◆ **Requirements**: Please print the records below word for word, leaving out the pictures.

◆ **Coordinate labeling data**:
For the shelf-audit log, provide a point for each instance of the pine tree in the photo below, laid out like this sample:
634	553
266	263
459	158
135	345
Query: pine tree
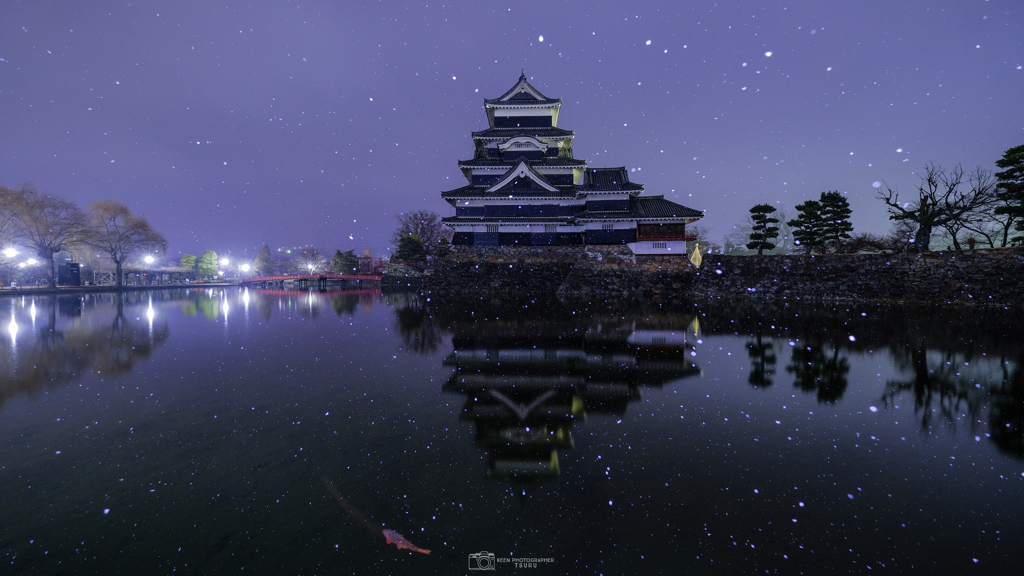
207	264
1010	190
836	218
808	225
763	232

◆ **Final result**:
For the shelf-audit log, provide a point for each instance of the pine tree in the photo below, laid out like this sample:
634	553
266	263
459	158
135	345
Query: pine tree
207	264
1010	190
836	218
808	225
763	232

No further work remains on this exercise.